● WRITTEN PROBLEM: Rewrite everything in the listing below, from the line containing "For the benchmark, indicate the wooden spoon bowl" down to the line containing "point(60, 226)", as a Markdown table with the columns Row and Line. Put a row number in Row, put each line in Line, and leave out blank lines.

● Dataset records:

## start

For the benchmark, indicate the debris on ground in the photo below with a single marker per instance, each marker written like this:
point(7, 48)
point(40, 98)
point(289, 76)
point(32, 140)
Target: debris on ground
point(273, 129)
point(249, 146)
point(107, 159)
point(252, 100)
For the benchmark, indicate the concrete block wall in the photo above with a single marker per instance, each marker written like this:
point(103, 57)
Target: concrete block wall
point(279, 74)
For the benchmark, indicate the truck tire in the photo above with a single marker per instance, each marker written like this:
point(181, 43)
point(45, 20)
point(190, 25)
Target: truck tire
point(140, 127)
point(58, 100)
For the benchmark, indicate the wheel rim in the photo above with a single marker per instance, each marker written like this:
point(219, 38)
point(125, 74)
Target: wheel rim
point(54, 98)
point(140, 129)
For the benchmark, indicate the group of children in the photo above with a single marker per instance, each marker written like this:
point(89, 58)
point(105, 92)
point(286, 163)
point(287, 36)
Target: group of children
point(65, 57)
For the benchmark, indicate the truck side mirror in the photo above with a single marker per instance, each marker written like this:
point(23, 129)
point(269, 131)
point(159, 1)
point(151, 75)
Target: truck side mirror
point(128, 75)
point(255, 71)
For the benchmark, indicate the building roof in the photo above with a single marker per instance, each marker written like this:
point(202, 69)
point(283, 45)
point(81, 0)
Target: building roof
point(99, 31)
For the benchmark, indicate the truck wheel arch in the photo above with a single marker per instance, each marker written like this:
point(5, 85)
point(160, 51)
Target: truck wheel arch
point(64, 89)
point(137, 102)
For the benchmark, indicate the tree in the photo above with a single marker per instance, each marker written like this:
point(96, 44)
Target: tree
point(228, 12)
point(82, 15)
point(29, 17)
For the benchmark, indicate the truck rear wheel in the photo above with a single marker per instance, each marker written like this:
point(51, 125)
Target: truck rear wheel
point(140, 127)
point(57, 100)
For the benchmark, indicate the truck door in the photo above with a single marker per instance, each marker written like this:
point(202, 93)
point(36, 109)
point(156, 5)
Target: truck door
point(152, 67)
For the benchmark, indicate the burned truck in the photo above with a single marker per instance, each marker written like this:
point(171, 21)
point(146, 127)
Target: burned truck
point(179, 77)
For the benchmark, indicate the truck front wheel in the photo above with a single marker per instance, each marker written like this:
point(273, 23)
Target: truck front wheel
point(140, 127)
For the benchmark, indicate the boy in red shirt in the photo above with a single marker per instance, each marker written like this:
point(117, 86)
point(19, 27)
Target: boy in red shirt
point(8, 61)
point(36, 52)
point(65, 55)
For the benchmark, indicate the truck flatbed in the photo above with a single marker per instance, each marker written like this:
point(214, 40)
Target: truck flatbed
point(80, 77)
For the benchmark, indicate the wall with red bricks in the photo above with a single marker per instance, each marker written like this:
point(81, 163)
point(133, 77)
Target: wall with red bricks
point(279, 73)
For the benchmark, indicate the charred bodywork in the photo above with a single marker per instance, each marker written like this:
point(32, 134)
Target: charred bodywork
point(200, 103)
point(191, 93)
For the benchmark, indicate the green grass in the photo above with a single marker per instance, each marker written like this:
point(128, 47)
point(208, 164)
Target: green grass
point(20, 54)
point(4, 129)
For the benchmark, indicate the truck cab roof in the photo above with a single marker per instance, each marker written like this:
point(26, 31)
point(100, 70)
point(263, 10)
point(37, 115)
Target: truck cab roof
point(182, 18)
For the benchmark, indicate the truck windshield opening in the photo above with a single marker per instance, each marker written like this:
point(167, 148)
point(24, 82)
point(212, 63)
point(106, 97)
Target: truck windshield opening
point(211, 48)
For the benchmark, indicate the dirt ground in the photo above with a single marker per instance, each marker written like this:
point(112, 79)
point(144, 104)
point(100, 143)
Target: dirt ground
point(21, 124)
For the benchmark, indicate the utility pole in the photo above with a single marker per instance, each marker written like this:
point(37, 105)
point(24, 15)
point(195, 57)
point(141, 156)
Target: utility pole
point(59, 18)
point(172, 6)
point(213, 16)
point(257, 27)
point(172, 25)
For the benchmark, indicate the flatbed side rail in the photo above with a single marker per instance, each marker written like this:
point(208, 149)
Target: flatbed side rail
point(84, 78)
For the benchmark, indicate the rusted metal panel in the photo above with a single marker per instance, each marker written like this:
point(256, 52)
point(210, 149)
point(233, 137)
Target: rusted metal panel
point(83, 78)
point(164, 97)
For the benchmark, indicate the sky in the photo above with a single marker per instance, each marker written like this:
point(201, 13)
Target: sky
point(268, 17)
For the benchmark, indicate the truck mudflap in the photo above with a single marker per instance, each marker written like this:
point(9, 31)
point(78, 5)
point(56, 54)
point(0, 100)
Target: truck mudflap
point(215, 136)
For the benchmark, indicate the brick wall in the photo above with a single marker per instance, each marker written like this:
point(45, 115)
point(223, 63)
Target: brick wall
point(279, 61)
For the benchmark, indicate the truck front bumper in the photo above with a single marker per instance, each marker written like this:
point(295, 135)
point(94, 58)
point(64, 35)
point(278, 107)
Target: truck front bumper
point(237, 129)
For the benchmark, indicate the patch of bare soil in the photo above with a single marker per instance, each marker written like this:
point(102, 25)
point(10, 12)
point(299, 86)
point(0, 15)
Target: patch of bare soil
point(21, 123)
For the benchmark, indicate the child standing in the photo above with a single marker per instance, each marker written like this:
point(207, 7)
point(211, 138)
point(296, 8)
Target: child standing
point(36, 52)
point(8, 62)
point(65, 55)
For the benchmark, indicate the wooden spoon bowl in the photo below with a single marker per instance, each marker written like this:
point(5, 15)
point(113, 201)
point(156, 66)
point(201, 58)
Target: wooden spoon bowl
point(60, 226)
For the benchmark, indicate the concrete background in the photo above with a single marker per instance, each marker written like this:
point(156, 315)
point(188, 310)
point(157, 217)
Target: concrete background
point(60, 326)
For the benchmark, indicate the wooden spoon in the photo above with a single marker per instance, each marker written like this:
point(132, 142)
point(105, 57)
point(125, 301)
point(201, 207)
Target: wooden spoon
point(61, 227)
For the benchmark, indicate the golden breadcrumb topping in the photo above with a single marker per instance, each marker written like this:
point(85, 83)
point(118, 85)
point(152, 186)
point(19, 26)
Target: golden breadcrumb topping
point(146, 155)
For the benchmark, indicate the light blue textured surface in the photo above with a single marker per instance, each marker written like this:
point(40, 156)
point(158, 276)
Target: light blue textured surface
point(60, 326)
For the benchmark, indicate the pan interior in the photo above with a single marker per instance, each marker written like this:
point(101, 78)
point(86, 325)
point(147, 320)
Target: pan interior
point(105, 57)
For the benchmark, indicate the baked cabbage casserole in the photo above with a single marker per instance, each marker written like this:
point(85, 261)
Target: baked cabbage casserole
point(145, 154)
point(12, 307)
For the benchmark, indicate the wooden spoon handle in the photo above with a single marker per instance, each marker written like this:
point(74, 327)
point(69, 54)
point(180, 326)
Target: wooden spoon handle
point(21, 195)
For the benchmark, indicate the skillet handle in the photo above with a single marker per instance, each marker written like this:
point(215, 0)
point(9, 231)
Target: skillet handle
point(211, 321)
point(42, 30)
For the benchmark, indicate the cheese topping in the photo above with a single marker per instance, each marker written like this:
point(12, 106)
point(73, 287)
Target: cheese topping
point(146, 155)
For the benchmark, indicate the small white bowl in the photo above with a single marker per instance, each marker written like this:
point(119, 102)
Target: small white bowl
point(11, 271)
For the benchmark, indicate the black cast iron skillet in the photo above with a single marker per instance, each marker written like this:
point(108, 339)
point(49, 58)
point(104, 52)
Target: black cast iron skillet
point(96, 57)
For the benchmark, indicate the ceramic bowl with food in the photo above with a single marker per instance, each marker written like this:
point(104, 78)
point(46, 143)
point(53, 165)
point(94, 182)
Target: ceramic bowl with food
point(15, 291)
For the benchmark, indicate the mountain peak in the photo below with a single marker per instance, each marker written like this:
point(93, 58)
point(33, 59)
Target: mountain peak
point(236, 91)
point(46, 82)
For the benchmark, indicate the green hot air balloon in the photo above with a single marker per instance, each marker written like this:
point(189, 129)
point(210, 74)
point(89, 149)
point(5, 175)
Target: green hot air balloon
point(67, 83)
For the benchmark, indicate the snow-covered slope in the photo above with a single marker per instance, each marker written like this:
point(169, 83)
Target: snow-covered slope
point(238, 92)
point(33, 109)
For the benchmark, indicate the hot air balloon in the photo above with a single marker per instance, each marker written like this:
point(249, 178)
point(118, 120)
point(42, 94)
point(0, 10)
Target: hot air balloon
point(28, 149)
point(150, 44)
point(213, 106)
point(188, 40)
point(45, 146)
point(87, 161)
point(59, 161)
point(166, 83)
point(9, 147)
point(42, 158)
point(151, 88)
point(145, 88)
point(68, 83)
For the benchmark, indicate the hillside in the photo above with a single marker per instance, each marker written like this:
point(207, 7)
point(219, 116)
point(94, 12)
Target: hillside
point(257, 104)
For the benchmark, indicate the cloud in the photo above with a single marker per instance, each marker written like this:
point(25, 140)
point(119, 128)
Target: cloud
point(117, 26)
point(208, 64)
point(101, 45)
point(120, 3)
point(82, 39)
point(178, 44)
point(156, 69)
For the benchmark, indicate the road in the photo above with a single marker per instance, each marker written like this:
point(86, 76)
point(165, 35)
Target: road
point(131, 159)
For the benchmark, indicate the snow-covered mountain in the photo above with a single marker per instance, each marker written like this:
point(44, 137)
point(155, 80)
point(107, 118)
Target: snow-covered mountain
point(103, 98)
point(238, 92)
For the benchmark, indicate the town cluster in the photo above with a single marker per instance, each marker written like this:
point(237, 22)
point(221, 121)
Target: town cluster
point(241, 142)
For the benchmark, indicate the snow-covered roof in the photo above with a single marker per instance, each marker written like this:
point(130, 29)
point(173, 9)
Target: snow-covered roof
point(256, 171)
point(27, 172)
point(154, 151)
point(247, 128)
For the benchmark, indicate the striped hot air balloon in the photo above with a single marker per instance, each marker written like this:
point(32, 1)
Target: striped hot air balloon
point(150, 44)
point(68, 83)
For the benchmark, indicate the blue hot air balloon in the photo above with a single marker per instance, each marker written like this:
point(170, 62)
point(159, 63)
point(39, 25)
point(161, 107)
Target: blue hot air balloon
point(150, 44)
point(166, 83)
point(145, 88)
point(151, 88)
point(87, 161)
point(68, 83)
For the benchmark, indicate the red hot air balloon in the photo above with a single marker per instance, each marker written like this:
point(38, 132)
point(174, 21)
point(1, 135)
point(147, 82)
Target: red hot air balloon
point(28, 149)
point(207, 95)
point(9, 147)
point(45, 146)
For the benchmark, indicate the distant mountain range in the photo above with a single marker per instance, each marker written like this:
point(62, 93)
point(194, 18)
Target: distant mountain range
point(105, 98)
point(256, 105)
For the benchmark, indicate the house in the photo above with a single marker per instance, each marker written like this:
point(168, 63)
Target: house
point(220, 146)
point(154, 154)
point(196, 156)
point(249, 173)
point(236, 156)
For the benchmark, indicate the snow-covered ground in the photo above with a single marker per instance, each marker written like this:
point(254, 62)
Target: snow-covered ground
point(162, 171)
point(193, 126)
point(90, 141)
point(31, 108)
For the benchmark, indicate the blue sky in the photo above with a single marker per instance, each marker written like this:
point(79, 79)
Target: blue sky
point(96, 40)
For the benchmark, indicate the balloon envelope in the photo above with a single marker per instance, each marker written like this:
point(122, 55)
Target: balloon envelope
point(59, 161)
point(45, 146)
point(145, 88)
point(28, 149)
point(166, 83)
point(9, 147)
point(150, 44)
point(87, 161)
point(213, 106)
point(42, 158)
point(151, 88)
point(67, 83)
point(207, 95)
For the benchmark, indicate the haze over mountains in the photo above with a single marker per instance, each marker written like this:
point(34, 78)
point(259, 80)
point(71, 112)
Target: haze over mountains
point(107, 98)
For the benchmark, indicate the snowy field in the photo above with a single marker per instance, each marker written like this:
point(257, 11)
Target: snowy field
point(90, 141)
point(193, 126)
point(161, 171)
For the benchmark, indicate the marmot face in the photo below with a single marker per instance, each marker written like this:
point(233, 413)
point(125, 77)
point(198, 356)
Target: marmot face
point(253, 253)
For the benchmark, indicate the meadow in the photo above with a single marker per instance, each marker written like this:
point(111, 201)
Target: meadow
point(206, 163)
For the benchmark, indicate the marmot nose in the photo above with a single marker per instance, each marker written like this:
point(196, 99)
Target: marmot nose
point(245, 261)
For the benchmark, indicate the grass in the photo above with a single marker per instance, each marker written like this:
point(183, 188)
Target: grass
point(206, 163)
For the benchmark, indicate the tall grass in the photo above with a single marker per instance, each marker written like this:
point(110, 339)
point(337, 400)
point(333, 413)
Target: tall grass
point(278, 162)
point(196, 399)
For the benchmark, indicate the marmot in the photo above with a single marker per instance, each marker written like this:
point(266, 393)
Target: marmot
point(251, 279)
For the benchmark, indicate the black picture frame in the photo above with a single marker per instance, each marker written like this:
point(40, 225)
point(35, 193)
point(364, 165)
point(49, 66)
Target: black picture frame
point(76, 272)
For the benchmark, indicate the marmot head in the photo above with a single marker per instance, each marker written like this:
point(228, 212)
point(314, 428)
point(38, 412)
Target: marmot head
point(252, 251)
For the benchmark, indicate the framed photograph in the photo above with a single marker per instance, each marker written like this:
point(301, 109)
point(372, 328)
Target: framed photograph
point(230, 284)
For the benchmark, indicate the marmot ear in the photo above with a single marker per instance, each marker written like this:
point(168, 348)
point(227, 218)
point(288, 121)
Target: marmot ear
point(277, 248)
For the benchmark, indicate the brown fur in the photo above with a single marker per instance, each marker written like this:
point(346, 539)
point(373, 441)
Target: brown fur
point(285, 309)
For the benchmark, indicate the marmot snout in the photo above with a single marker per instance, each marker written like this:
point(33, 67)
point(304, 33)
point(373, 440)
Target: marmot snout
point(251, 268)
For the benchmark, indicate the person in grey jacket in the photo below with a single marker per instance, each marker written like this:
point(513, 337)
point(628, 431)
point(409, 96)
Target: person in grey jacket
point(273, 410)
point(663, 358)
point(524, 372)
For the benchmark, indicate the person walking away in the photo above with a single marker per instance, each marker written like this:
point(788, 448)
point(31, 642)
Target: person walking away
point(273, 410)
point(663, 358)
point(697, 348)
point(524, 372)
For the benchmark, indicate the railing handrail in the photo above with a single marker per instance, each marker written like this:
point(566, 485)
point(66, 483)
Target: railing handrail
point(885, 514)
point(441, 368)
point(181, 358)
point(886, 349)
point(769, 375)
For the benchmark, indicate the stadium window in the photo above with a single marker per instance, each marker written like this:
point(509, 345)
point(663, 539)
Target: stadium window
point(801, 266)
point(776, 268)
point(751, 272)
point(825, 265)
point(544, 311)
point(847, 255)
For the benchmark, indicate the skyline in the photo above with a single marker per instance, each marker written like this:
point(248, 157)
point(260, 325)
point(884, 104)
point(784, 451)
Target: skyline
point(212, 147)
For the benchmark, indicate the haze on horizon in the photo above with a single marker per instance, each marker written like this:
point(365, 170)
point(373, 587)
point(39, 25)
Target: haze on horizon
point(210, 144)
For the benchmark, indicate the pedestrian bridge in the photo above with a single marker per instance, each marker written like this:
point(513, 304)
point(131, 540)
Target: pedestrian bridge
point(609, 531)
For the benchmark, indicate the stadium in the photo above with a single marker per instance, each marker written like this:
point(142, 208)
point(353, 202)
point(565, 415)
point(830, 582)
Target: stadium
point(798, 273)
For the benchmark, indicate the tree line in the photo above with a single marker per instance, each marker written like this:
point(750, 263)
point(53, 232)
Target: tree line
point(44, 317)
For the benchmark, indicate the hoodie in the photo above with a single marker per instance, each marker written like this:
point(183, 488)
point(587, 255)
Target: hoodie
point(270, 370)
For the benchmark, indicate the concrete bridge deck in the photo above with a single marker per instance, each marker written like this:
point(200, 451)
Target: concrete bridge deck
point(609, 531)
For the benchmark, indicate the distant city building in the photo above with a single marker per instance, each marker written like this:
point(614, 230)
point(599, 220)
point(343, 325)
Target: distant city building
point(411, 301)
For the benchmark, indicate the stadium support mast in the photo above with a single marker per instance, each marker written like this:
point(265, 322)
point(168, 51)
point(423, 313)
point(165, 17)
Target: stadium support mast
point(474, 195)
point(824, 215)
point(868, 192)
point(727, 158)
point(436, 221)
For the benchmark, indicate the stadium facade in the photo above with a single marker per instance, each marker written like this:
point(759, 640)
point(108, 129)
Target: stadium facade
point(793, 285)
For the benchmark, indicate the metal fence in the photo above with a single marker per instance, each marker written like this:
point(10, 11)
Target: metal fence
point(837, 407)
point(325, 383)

## end

● TASK ANSWER:
| Row | Line |
|---|---|
| 1 | For the benchmark, indicate the wooden spoon bowl in the photo below with a single marker per instance, each marker written like this: |
| 2 | point(5, 15) |
| 3 | point(113, 201) |
| 4 | point(156, 66) |
| 5 | point(201, 58) |
| 6 | Target: wooden spoon bowl |
| 7 | point(60, 226) |